_Instructions for the task_
Below are records. Transcribe exactly the lines from the one that contains "point_to annotates the woman in gray" through the last line, leaving any pictures out.

_Provided records_
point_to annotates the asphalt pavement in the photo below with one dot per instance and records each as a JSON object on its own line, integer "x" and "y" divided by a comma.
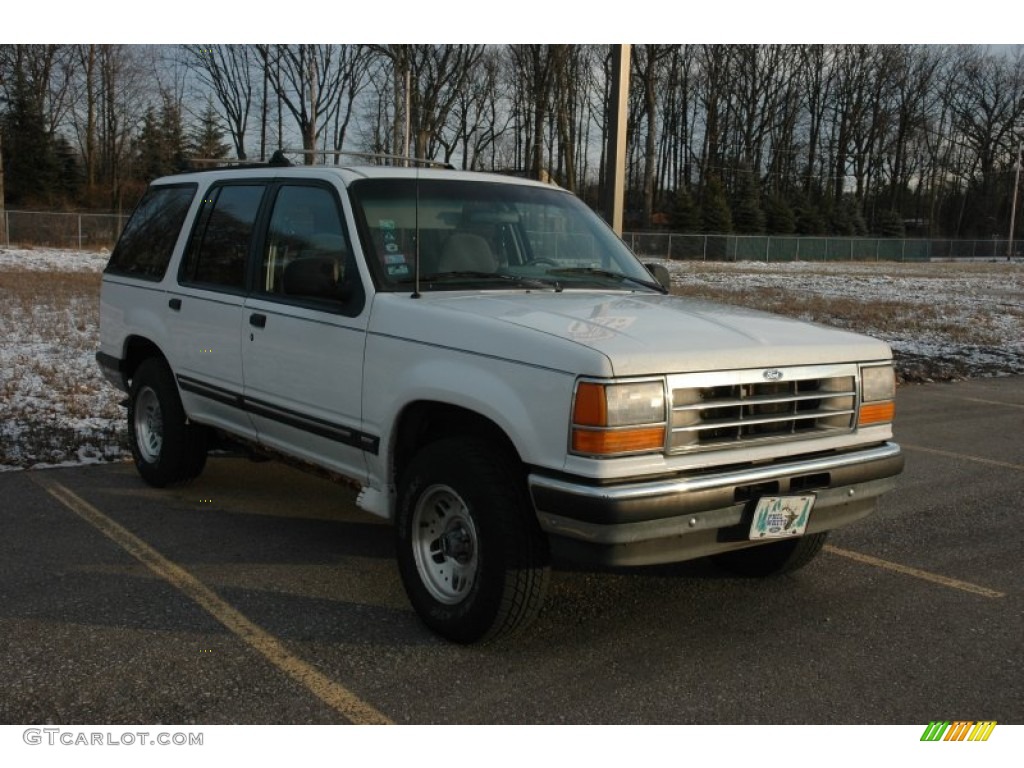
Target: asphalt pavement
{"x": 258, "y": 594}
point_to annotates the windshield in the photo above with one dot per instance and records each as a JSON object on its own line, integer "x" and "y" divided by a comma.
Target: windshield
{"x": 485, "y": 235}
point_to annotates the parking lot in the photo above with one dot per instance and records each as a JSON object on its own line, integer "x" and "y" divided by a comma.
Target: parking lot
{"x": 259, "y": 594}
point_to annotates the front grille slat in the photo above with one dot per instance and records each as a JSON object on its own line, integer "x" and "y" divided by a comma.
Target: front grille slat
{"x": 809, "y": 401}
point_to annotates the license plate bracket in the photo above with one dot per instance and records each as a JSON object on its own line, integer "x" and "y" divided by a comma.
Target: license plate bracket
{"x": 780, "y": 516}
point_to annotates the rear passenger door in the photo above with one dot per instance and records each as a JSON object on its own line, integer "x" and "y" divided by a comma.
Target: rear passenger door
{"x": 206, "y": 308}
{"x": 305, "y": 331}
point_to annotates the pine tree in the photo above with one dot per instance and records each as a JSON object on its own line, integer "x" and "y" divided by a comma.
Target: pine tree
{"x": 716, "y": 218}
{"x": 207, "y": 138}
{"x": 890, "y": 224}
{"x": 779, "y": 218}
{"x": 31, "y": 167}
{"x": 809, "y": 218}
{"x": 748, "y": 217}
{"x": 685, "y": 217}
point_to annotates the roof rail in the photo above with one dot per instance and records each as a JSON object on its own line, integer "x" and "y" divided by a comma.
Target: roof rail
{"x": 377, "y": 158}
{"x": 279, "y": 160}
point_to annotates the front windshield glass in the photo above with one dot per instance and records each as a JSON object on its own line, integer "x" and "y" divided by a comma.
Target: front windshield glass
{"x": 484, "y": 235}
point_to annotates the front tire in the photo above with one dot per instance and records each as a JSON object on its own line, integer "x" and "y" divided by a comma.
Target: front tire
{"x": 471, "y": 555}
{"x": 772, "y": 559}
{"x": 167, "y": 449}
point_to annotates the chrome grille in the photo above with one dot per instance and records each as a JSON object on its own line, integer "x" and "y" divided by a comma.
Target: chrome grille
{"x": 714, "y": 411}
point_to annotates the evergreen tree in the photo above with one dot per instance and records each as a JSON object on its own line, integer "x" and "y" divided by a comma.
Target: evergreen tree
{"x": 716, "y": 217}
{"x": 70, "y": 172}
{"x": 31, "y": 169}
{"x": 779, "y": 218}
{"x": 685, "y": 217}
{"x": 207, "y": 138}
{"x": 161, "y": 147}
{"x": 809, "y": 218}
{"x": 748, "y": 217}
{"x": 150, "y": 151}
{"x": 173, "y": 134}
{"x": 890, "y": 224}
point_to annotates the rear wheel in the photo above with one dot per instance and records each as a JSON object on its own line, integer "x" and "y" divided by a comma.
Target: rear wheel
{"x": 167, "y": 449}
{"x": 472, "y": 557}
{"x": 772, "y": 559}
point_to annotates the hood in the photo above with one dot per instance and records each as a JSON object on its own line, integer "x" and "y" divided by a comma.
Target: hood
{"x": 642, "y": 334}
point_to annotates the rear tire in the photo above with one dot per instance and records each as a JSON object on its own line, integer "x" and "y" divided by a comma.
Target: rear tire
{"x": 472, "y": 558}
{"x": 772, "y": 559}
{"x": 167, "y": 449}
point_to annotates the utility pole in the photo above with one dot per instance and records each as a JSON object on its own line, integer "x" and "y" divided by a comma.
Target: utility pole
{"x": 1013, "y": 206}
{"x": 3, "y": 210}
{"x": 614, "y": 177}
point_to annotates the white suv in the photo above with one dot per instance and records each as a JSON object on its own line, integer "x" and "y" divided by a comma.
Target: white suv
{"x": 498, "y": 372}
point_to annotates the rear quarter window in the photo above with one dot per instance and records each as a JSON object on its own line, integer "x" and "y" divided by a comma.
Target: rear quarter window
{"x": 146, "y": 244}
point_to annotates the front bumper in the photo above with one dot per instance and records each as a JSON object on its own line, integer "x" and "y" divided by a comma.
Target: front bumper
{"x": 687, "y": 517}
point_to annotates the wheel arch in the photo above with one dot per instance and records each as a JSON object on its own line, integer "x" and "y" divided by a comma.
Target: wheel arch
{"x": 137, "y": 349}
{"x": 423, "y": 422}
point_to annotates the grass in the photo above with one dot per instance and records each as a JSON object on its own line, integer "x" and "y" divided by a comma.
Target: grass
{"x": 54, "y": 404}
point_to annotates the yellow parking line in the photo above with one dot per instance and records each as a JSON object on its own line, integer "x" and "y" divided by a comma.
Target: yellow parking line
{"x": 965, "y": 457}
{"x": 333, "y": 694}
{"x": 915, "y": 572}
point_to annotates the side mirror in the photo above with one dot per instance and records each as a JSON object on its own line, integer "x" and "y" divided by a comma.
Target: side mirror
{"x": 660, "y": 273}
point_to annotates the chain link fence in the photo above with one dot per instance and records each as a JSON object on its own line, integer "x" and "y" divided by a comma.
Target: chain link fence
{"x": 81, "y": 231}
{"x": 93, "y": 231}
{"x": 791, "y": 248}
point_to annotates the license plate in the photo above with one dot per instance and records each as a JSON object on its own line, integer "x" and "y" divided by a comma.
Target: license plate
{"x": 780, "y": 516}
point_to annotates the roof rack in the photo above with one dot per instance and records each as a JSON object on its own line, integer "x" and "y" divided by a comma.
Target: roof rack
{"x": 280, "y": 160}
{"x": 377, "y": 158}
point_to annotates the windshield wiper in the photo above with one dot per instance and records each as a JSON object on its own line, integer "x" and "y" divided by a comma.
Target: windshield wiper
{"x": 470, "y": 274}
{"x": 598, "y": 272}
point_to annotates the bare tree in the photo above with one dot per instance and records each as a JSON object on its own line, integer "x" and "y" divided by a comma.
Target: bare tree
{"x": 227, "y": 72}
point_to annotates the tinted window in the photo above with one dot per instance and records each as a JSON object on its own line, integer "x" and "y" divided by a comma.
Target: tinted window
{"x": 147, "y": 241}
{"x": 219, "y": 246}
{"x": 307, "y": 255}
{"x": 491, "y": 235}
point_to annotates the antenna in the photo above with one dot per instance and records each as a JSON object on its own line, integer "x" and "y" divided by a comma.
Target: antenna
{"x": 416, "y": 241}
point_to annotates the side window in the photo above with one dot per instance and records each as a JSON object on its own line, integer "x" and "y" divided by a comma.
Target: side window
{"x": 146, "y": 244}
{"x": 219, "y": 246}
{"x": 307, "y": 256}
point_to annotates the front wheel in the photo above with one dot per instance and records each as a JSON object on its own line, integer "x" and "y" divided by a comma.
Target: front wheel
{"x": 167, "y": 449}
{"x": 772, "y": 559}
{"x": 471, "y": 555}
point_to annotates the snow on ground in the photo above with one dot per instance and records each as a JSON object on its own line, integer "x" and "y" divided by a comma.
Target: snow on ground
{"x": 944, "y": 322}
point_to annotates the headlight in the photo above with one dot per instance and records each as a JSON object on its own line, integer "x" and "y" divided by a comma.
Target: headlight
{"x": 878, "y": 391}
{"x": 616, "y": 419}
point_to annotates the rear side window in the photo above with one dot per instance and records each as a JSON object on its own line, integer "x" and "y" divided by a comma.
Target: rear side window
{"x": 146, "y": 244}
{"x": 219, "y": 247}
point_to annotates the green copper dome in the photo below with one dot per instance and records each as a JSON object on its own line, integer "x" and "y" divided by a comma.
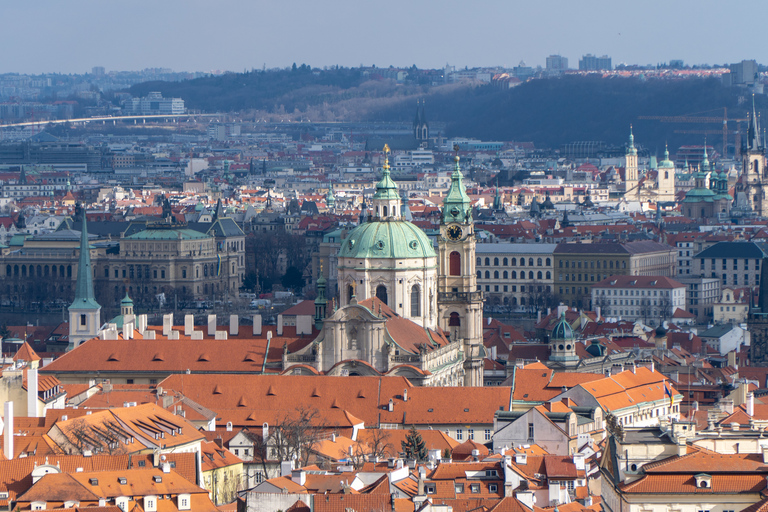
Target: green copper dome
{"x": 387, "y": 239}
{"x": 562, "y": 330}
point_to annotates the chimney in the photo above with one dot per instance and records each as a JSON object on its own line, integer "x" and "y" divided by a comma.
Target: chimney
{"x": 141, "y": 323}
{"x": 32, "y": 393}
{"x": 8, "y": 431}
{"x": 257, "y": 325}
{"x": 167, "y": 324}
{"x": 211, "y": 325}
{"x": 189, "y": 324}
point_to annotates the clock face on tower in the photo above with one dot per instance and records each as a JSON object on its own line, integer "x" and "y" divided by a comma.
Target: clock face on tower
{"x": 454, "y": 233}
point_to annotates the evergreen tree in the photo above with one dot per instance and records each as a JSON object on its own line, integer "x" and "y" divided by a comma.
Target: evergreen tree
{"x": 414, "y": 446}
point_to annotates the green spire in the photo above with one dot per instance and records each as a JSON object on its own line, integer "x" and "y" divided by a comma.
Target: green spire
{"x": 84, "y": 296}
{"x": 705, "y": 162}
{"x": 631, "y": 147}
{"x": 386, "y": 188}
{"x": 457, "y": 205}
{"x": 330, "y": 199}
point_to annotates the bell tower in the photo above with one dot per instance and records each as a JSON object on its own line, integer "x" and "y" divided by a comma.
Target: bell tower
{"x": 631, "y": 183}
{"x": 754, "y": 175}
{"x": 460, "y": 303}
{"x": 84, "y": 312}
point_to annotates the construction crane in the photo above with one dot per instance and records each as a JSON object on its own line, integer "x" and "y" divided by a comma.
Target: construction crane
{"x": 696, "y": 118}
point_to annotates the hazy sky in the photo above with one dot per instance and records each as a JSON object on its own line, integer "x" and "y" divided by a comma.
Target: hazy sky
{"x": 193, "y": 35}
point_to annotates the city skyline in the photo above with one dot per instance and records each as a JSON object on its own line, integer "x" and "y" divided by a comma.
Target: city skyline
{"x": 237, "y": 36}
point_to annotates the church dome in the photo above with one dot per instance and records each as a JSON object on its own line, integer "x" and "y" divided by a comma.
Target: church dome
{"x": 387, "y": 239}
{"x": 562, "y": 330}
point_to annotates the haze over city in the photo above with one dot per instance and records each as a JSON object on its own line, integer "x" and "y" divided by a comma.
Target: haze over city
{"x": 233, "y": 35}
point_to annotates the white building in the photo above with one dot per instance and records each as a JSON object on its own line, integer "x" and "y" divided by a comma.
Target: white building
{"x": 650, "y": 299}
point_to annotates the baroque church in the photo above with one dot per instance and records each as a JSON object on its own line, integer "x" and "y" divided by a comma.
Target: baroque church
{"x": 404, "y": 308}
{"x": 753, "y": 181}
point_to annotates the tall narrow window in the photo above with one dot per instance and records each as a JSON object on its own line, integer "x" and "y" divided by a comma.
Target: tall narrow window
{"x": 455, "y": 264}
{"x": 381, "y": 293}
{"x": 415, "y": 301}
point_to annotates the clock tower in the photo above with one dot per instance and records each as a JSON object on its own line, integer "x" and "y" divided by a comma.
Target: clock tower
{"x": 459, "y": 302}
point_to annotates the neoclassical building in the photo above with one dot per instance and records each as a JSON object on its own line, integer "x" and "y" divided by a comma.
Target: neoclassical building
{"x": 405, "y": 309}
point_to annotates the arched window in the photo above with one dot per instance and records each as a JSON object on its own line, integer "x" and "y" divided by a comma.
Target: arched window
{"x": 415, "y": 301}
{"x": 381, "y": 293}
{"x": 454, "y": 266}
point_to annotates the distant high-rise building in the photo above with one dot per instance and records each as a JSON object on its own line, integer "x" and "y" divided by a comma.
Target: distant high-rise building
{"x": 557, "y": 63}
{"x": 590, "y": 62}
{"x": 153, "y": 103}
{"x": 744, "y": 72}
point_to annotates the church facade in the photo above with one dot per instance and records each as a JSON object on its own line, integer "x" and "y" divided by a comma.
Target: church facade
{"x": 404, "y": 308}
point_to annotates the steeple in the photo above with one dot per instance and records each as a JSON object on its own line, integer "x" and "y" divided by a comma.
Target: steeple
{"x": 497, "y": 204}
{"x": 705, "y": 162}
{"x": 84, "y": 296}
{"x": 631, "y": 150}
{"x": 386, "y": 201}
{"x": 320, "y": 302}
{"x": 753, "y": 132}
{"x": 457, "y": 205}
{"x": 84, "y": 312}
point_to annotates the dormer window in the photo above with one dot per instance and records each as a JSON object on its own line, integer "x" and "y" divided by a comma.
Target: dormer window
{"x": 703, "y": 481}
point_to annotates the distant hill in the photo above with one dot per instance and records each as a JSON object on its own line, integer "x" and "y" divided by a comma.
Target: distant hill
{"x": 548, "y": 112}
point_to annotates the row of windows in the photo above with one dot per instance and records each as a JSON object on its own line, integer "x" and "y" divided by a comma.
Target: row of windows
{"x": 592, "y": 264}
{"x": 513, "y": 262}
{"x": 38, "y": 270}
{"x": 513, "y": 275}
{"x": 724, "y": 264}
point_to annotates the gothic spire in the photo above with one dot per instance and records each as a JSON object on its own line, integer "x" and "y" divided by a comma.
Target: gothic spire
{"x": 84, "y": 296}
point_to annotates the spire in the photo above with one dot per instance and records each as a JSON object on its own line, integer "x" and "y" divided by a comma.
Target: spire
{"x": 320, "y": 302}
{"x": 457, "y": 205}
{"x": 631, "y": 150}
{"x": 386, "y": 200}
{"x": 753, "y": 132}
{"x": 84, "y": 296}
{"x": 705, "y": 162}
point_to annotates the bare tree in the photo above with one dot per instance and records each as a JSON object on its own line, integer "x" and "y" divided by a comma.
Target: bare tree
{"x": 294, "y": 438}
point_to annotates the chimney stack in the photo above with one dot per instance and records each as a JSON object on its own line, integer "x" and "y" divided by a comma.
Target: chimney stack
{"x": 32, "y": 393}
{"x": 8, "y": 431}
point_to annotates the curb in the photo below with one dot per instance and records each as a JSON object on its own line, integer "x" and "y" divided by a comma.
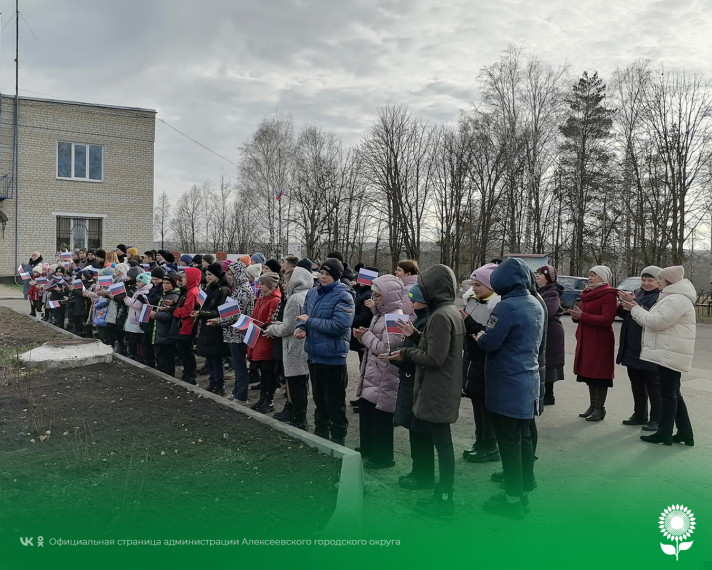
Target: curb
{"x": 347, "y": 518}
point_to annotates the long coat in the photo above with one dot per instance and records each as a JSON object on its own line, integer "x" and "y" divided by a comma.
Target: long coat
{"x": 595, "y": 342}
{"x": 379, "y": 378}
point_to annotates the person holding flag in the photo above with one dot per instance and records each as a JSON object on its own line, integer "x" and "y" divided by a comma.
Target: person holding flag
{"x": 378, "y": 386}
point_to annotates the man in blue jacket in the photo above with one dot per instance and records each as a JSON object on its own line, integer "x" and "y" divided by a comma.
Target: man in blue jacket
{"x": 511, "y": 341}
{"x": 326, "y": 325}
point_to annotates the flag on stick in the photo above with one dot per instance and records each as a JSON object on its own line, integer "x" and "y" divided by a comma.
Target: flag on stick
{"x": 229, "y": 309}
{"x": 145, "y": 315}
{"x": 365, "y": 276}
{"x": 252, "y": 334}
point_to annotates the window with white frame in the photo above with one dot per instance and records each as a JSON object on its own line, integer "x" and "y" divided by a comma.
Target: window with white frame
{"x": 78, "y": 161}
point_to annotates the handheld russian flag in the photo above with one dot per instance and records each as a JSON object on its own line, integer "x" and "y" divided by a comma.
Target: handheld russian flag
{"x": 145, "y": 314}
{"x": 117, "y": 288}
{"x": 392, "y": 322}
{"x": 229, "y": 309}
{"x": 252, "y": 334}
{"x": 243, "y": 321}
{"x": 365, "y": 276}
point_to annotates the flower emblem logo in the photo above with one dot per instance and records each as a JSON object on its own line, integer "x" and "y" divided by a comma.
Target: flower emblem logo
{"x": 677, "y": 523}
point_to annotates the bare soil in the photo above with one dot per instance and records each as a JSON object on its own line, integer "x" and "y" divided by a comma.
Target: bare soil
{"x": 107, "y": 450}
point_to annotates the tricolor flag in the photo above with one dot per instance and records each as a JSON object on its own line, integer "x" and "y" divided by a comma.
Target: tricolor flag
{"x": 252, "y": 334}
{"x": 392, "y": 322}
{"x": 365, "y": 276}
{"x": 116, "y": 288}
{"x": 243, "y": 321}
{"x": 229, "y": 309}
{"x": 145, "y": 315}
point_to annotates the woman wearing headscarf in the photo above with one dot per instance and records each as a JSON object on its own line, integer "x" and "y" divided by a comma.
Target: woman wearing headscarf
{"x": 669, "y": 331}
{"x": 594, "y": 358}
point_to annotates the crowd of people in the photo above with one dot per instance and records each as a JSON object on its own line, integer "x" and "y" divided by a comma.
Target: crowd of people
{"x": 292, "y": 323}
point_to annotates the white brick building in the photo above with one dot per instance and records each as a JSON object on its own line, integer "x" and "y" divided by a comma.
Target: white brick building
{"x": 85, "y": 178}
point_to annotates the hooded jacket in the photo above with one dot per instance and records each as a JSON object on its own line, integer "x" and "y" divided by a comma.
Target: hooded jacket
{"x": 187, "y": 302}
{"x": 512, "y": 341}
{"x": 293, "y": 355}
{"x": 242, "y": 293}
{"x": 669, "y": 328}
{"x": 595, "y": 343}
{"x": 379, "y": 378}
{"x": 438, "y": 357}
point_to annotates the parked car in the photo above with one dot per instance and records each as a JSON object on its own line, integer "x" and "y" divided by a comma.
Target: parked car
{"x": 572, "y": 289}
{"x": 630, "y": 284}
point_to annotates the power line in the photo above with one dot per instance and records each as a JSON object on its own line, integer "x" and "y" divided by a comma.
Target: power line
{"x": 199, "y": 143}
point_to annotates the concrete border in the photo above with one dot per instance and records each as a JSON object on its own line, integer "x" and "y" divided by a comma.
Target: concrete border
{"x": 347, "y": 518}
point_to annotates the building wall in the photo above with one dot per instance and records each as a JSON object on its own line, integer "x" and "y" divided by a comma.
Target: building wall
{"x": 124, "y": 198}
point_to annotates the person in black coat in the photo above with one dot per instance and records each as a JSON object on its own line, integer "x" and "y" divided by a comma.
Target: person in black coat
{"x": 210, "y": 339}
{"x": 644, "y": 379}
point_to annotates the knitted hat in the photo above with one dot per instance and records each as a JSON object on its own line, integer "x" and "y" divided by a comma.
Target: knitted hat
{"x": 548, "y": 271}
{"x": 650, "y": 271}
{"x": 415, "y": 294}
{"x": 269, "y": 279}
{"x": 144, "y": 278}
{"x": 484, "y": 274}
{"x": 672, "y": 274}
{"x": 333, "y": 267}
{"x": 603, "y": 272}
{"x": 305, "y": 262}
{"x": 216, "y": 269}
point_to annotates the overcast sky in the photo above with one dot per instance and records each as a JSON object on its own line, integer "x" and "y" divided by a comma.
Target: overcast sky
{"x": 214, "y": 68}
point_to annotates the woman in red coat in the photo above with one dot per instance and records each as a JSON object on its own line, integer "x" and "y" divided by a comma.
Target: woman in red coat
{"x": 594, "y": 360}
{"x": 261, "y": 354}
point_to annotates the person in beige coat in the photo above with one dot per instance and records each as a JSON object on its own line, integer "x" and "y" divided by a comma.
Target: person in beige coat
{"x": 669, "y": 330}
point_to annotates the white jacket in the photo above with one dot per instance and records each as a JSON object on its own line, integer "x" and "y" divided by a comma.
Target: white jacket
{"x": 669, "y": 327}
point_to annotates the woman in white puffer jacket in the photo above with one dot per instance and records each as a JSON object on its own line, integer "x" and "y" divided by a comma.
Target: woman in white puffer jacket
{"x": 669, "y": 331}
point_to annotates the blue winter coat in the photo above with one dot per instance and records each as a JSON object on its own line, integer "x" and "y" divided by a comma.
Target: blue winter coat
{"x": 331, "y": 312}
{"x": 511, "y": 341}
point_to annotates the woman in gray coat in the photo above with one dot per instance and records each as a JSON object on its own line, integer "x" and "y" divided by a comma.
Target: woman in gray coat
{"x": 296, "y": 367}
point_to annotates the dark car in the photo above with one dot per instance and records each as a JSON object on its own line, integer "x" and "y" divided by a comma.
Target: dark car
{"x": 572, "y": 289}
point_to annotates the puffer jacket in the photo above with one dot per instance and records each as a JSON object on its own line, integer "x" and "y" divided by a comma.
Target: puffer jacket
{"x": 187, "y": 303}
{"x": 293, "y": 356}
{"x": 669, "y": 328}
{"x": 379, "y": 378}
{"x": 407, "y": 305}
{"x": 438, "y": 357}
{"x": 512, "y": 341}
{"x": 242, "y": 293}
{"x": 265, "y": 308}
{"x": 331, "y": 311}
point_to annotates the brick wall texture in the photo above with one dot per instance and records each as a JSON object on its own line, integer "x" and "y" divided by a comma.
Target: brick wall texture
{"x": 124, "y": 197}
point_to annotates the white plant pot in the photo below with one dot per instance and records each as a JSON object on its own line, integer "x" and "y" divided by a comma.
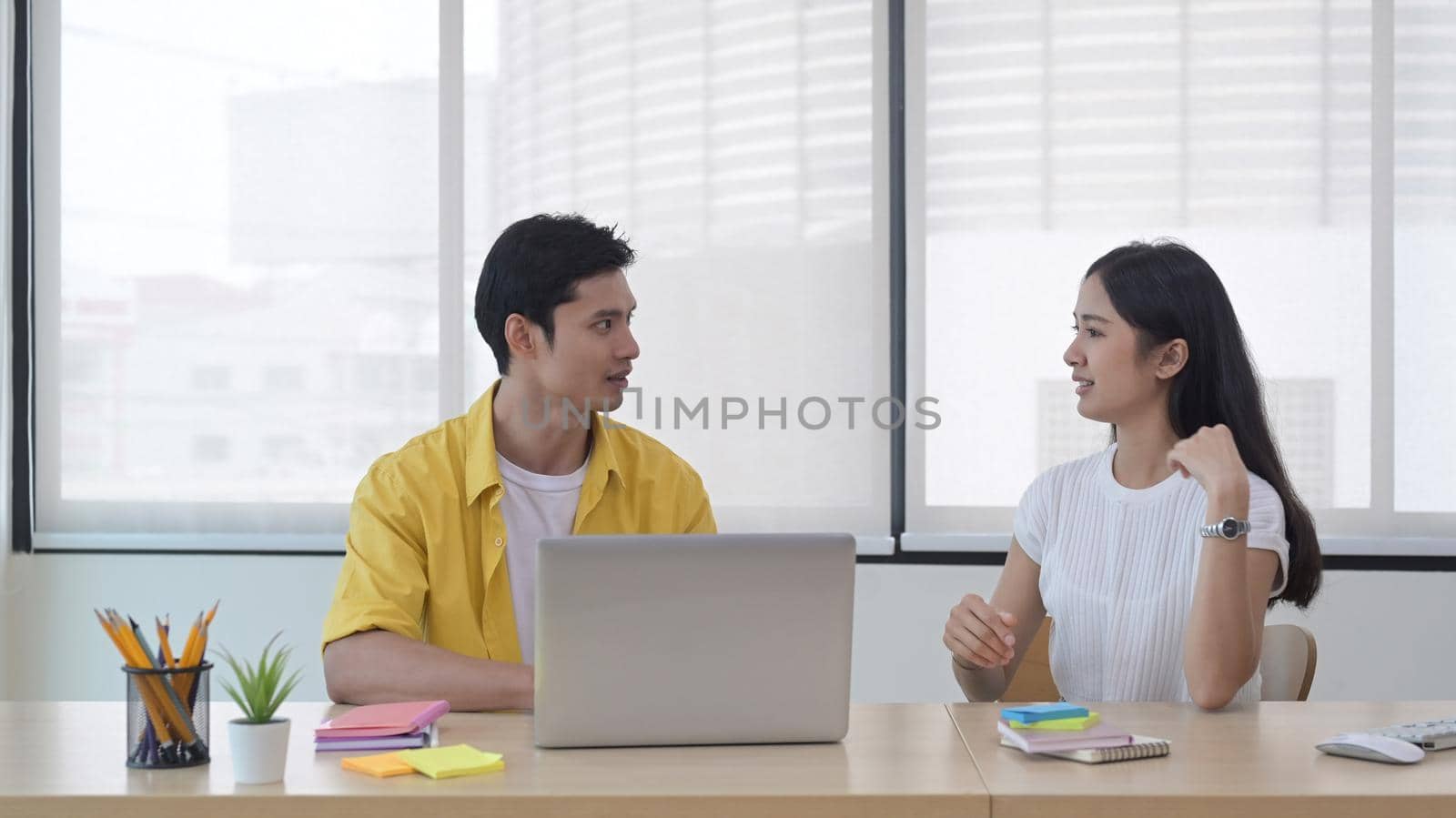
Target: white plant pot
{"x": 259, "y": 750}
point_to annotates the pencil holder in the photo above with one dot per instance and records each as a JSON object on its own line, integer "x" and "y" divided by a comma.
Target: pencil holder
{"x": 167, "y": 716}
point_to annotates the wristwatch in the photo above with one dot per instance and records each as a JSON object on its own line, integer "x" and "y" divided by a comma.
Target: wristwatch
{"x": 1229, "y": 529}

_Expected answer_
point_to annotates the woman in gray coat in the photo above with one dot per instance and records each as a JSON object on its own line, integer "x" and "y" divided by a comma.
Target: woman in gray coat
{"x": 296, "y": 367}
point_to annotates the dark car in the photo above with one dot per instance and records each as a JSON object on its own line, integer "x" and "y" divided by a comma.
Target: dark car
{"x": 572, "y": 289}
point_to annotates the puffer jacket in the photo above with one dot per instance and records each as a JSON object on its own line, integer "x" and "y" divided by a comma.
Target: puffer jacket
{"x": 187, "y": 303}
{"x": 293, "y": 356}
{"x": 669, "y": 328}
{"x": 379, "y": 378}
{"x": 407, "y": 305}
{"x": 438, "y": 357}
{"x": 512, "y": 341}
{"x": 242, "y": 293}
{"x": 265, "y": 308}
{"x": 331, "y": 311}
point_to annotates the brick wall texture in the photo above with one dot per instance and records each as a JSON object on its own line, integer "x" and "y" divided by a comma.
Target: brick wall texture
{"x": 124, "y": 197}
point_to annotates the white plant pot in the photo below with one dot per instance and records each as a JSON object on its own line, integer "x" and "y" divided by a comma.
Target: white plant pot
{"x": 259, "y": 750}
point_to annotates the pencil holder in the photo above with one dot per instance and records each as a JSON object on its own line, integer "x" and "y" divided by a comma.
Target: pencil holder
{"x": 167, "y": 716}
point_to annotates the wristwatch in the photo above with one dot per instance and records each as a JSON object on its own line, integer "x" and "y" divided by a comma.
Target: wristwatch
{"x": 1229, "y": 529}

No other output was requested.